Julgamento
do Mensalão. Entrevista concedida por Wálter Fanganiello Maierovitch,
65 anos, desembargador aposentado do Tribunal de Justiça de São Paulo
CartaCapital: Ao
menos o ex-ministro Márcio Thomaz Bastos, um dos advogados de defesa,
informou que pretende arguir a incompetência do Supremo para julgar os
réus não alcançados pelo foro privilegiado. Dos 38 acusados, 35 estariam
nesta condição. Quais as chances da estratégia dar certo? Não há o
precedente do Valerioduto mineiro?
Walter
Fanganiello Maierovitch: A tese jurídica de Thomaz Bastos foi rechaçada
pelo ministro-relator Joaquim Barbosa, mas não foi examinada pelos
outros dez ministros da Corte. Para o advogado, apenas os três deputados
federais acusados, Valdemar Costa Neto, Pedro Henry e João Paulo Cunha,
possuem foro privilegiado justificado, segundo a lei, pela prerrogativa
de função. No caso de colar a tese de Thomaz Bastos, e existem
precedentes no STF, os 35 réus serão julgados por instâncias inferiores
e, se condenados, podem recorrer para graus superiores de jurisdição até
chegar ao Supremo. Os deputados federais, na hipótese de condenados
definitivamente pelo STF, ficarão inelegíveis enquanto durarem os
efeitos da condenação (art15,III, da Constituição). Mas os mandatos em
curso de deputados federais não são afetados em razão de condenação
definitiva no STF.

* [TAREFA CURTA A]:
Na entrevista sobre o julgamento do Mensalão, quais são os três deputados federais acusados que têm foro privilegiado?

* [LISTAGEM]:
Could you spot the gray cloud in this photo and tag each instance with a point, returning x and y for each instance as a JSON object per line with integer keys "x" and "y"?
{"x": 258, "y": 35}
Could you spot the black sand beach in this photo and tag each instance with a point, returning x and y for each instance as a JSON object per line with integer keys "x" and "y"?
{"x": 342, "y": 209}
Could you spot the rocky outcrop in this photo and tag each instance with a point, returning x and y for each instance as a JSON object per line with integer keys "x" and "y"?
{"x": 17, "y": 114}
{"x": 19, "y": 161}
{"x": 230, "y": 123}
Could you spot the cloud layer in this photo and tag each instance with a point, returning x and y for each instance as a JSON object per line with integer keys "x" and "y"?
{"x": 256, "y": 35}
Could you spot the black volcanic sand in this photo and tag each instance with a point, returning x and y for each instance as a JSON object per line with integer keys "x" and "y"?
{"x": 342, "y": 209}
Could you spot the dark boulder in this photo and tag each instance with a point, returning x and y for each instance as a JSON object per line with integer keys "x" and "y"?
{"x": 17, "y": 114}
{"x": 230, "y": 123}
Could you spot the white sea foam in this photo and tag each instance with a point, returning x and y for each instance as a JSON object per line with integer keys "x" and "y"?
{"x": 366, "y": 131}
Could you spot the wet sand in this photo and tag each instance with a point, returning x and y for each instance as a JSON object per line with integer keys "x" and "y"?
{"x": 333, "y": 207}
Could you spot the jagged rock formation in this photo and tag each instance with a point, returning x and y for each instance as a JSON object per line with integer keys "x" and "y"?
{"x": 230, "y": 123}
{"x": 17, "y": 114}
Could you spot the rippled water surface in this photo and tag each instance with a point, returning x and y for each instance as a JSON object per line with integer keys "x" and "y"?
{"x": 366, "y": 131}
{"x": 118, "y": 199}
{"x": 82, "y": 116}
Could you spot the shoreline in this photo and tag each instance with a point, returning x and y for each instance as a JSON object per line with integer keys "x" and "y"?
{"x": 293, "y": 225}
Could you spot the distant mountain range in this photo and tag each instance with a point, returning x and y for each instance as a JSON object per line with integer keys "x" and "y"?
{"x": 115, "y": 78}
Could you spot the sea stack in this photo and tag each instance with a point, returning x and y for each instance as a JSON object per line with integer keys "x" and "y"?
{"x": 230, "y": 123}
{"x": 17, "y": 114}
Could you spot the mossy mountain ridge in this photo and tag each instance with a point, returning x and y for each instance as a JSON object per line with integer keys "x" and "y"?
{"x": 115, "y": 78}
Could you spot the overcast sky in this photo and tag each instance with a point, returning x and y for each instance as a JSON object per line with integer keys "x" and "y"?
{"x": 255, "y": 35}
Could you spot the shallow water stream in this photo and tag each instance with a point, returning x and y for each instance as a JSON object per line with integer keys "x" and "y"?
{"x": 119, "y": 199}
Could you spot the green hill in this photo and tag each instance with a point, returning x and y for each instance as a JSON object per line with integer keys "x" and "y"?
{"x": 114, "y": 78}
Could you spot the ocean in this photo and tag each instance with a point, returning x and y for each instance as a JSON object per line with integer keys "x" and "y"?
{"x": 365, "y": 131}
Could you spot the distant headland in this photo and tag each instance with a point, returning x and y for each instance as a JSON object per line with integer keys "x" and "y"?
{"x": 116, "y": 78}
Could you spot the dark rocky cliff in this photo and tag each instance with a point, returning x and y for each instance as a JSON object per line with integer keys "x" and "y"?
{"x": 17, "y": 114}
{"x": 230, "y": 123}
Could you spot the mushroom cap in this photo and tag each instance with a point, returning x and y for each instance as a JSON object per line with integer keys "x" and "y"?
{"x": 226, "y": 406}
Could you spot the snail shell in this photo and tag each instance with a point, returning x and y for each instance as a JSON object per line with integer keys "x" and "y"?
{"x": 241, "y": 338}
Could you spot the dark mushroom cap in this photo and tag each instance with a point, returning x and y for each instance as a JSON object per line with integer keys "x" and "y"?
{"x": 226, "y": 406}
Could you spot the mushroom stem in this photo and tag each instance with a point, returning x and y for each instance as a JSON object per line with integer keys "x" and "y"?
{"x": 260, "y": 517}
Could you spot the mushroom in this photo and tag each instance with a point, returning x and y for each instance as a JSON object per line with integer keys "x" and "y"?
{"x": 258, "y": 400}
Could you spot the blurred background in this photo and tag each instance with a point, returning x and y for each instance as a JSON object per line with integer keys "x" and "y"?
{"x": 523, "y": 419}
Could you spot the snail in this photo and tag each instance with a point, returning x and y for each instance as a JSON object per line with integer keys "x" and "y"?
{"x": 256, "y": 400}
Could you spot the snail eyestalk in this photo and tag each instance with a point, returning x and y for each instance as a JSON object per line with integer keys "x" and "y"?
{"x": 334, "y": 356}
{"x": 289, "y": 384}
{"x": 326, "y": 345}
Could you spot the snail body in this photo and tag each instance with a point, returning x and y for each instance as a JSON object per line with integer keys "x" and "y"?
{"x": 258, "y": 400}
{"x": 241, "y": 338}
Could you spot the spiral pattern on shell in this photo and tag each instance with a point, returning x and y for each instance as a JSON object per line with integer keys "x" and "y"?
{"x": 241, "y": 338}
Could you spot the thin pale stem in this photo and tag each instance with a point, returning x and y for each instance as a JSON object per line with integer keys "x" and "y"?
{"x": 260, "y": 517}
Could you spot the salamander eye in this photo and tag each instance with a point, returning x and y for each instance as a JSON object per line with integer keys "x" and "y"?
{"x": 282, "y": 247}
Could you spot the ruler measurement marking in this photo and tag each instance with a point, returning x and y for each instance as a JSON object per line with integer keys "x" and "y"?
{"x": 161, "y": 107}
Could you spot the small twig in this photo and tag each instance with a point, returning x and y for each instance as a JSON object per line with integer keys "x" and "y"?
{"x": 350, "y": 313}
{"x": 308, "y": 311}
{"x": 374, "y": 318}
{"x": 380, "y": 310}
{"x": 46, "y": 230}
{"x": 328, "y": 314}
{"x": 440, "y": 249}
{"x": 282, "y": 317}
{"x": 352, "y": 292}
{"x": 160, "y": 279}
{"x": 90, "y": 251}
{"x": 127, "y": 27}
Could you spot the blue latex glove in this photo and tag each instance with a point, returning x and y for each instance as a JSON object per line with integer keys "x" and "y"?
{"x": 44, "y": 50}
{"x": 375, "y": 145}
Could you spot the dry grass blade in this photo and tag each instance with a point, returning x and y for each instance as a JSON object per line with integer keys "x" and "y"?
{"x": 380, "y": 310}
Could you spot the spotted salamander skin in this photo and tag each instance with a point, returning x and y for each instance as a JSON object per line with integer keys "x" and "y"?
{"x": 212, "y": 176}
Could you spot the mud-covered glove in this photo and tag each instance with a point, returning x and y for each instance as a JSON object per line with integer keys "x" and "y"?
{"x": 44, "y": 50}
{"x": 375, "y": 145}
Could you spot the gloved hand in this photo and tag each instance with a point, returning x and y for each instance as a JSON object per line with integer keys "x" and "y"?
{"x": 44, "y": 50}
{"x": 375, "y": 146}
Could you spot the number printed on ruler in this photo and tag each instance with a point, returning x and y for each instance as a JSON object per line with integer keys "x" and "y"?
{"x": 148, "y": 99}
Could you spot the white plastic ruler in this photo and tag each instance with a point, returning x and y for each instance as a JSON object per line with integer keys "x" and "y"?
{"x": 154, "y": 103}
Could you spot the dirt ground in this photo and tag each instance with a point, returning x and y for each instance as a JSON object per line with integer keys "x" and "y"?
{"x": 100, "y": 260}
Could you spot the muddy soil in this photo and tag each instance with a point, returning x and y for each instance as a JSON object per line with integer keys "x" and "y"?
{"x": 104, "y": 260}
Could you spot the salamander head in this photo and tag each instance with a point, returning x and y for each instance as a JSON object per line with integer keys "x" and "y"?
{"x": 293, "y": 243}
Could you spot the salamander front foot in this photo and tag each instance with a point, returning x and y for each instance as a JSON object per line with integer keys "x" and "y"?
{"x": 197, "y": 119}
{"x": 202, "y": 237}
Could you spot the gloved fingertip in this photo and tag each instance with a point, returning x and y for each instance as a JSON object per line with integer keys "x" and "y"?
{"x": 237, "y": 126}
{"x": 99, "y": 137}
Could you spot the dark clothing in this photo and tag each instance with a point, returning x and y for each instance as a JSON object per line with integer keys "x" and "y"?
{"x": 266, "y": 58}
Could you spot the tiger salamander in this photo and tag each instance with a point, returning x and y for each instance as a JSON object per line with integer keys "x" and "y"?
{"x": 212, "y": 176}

* [TAREFA CURTA B]:
Por favor, filtre a listagem e copie todas as linhas que contêm a palavra "white", diferenciando maiúsculas de minúsculas.

* [RESULTADO DO EXERCÍCIO A]:
Valdemar Costa Neto, Pedro Henry e João Paulo Cunha.

* [RESULTADO DO EXERCÍCIO B]:
Could you spot the white sea foam in this photo and tag each instance with a point, returning x and y for each instance as a JSON object per line with integer keys "x" and "y"?
Could you spot the white plastic ruler in this photo and tag each instance with a point, returning x and y for each instance as a JSON object per line with integer keys "x" and "y"?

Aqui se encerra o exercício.